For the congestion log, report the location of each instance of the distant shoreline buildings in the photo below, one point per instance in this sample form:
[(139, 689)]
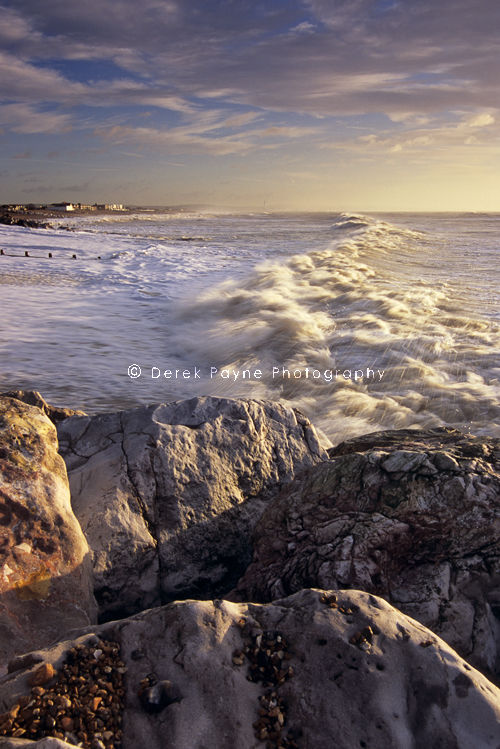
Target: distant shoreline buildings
[(64, 206)]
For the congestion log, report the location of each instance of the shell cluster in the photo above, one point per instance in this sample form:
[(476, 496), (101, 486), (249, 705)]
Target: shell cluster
[(81, 704), (268, 654)]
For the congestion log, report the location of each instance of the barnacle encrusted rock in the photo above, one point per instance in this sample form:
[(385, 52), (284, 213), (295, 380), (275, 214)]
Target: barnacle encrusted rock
[(45, 570), (410, 515), (168, 494), (364, 674)]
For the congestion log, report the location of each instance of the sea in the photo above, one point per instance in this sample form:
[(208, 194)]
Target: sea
[(361, 321)]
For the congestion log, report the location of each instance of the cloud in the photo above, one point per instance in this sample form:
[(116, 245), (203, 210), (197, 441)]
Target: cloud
[(22, 118), (481, 120), (206, 67)]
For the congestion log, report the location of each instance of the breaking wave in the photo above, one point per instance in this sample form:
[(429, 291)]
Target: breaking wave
[(372, 301)]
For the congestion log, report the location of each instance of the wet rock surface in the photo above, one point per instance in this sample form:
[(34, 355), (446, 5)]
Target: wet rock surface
[(412, 516), (167, 495), (395, 686), (33, 398), (45, 571)]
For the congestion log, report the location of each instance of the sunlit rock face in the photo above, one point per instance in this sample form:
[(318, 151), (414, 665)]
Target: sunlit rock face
[(305, 671), (409, 515), (46, 583), (168, 495)]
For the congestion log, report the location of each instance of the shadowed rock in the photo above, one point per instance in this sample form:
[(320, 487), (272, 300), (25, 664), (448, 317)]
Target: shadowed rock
[(45, 571), (168, 495), (412, 516), (361, 674)]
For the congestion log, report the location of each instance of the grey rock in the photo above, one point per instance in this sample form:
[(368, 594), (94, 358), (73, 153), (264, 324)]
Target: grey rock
[(45, 571), (377, 519), (363, 674), (167, 495)]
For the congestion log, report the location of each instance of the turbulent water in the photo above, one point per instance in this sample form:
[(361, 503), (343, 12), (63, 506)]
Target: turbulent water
[(363, 322)]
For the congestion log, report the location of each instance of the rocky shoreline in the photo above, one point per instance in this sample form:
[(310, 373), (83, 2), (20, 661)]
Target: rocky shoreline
[(205, 573)]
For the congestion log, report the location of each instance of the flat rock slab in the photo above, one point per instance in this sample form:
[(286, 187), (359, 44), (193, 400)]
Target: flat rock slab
[(45, 571), (168, 495), (411, 515), (360, 673)]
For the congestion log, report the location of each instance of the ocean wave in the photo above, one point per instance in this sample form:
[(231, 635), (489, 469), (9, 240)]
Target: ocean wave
[(351, 307)]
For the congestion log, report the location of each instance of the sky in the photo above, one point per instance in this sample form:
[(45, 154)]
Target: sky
[(329, 105)]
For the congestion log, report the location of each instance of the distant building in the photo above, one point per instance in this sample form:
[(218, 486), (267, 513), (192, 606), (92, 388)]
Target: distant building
[(62, 207)]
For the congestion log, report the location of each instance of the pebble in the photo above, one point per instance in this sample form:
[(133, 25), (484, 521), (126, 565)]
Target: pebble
[(267, 653), (84, 704), (42, 675)]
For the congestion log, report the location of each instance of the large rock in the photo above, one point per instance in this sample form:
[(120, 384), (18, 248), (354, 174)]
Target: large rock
[(45, 570), (33, 398), (352, 671), (412, 516), (167, 495)]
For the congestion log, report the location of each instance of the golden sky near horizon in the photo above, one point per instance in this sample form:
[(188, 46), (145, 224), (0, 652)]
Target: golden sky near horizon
[(304, 105)]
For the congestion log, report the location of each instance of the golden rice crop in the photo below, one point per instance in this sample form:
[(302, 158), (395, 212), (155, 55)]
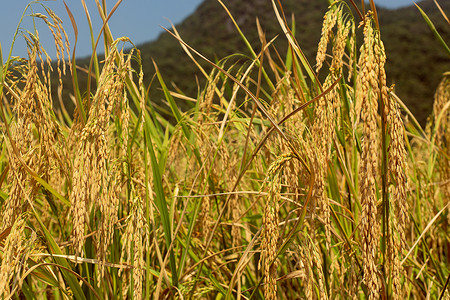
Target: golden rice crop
[(283, 181)]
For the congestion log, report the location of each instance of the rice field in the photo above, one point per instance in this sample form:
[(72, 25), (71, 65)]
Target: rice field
[(288, 178)]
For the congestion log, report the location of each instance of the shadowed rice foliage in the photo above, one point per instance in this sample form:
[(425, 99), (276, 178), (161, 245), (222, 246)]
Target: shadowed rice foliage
[(275, 185)]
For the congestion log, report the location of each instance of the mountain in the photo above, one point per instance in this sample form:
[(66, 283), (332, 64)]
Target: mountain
[(415, 60)]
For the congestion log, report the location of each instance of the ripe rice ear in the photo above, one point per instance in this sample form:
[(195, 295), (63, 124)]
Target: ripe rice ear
[(367, 94)]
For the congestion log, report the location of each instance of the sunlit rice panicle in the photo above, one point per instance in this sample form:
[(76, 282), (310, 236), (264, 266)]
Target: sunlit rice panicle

——

● EXERCISE PROMPT: Set down all of the material word for word, minus its pictures.

● OUTPUT FOR THIS TASK:
For the congestion log, report the location of each instance of the distant shoreline buildings in the photo below, one point per instance in this sample form:
[(139, 689)]
Target: distant shoreline buildings
[(64, 206)]
For the congestion log, report the location of each instance of the shell cluster in the photo above, one point per instance in this sample form:
[(476, 496), (101, 486), (249, 705)]
Target: shell cluster
[(81, 704), (268, 654)]
For the congestion log, report the location of each instance of the barnacle encrusted rock in the photo above, one point per instance in this sample form:
[(385, 52), (284, 213), (295, 380), (275, 214)]
Target: barnacle encrusted rock
[(45, 570), (410, 515), (168, 494), (364, 674)]
For the congestion log, report the location of each instance of the sea in the photo above, one point per instance in this sample form:
[(208, 194)]
Target: sea
[(361, 321)]
For the congestion log, report the location of each instance of the cloud in the photo above, one point per instance in this sample form:
[(116, 245), (203, 210), (197, 441)]
Target: cloud
[(22, 118), (481, 120), (206, 67)]
For the congestion log, report the location of each instance of the breaking wave in the photo above, one point per instance in this sample form:
[(429, 291)]
Target: breaking wave
[(372, 301)]
For the congestion log, report the location of each instance of the wet rock surface in the photo above, one point per instance in this sample form:
[(34, 355), (446, 5)]
Target: wet rock surface
[(412, 516), (167, 495), (395, 686), (33, 398), (45, 571)]
For the congestion log, report the location of each instance of the sunlit rock face in the photo above, one point per instance in this sample form:
[(318, 151), (414, 665)]
Target: sunlit rock face
[(305, 671), (409, 515), (46, 583), (168, 495)]
For the congestion log, report the location of each instance of the shadowed rock in the photo above, one point per instance in this sample form:
[(320, 487), (272, 300), (25, 664), (448, 317)]
Target: shadowed rock
[(45, 571), (168, 495), (412, 516), (361, 674)]
For the congestion log, report the location of each instance of the grey rock in the photo above, one point per instance in this sample form:
[(368, 594), (94, 358), (73, 153), (264, 324)]
Target: grey rock
[(45, 571), (377, 519), (363, 674), (167, 495)]
For the congestion log, report the location of each instance of the turbulent water in the photo above, one point per instance in this sample form:
[(361, 503), (343, 12), (63, 506)]
Target: turbulent water
[(363, 322)]
For the congestion log, report the location of each instance of the rocky shoreline in the photo above, one point per instance in this sample form:
[(310, 373), (83, 2), (20, 661)]
Target: rocky shoreline
[(205, 573)]
For the congestion log, report the location of each instance of the flat rock slab in the photo above, one point per instance in this sample form:
[(286, 187), (359, 44), (193, 400)]
Target: flat rock slab
[(45, 571), (168, 495), (411, 515), (360, 673)]
For the congestion log, report the location of each instance of the ocean wave in the photo above, one point per instance in this sample form:
[(231, 635), (489, 469), (9, 240)]
Target: ocean wave
[(351, 307)]
For the congestion log, report the location of each instance of the sky in the photo above, one point per instance in this sample form:
[(45, 154)]
Target: sky
[(329, 105)]
For the congestion log, report the location of each instance of the distant building in the photo above, one point per instance in this sample form:
[(218, 486), (267, 513), (192, 606), (92, 388)]
Target: distant building
[(62, 207)]
For the congestion log, report the location of each instance of the pebble in the photo above, one point per instance in this sample form:
[(133, 25), (484, 521), (126, 565)]
Target: pebble
[(267, 653), (84, 704), (42, 675)]
For the congestion log, report the location of each instance of the large rock in the photo above, one point per instance in this sample form:
[(120, 384), (18, 248), (354, 174)]
Target: large rock
[(45, 570), (33, 398), (352, 671), (412, 516), (167, 495)]
For the congestion log, report the location of each instance of the golden sky near horizon in the photo above, one point per instance in this sample form:
[(188, 46), (145, 224), (0, 652)]
Target: golden sky near horizon
[(304, 105)]
For the congestion log, report the location of each instance of the golden rice crop in the photo below, one point per instance in this sample form:
[(302, 158), (395, 212), (155, 55)]
Target: golden rice crop
[(283, 181)]
For the congestion log, report the location of each instance of the rice field in the photo above, one point per instance in this sample form:
[(72, 25), (71, 65)]
Target: rice field
[(288, 178)]
For the congestion log, report the location of each instance of the shadowed rice foliage in the photo above, one point per instance in this sample form:
[(425, 99), (276, 178), (161, 245), (222, 246)]
Target: shadowed rice foliage
[(275, 185)]
For the congestion log, report the location of each instance of the mountain in the photo above, one point per instance in this sample form:
[(66, 283), (332, 64)]
Target: mountain
[(415, 60)]
For the congestion log, report the location of each instance of the ripe rice ear in the photo above, one point per instance in this sample form:
[(195, 295), (63, 124)]
Target: ripe rice ear
[(367, 94)]
For the congestion log, report the location of each instance of the sunlit rice panicle in the photo above, one point per instance in this sample form:
[(76, 282), (310, 236), (264, 266)]
Target: sunlit rice panicle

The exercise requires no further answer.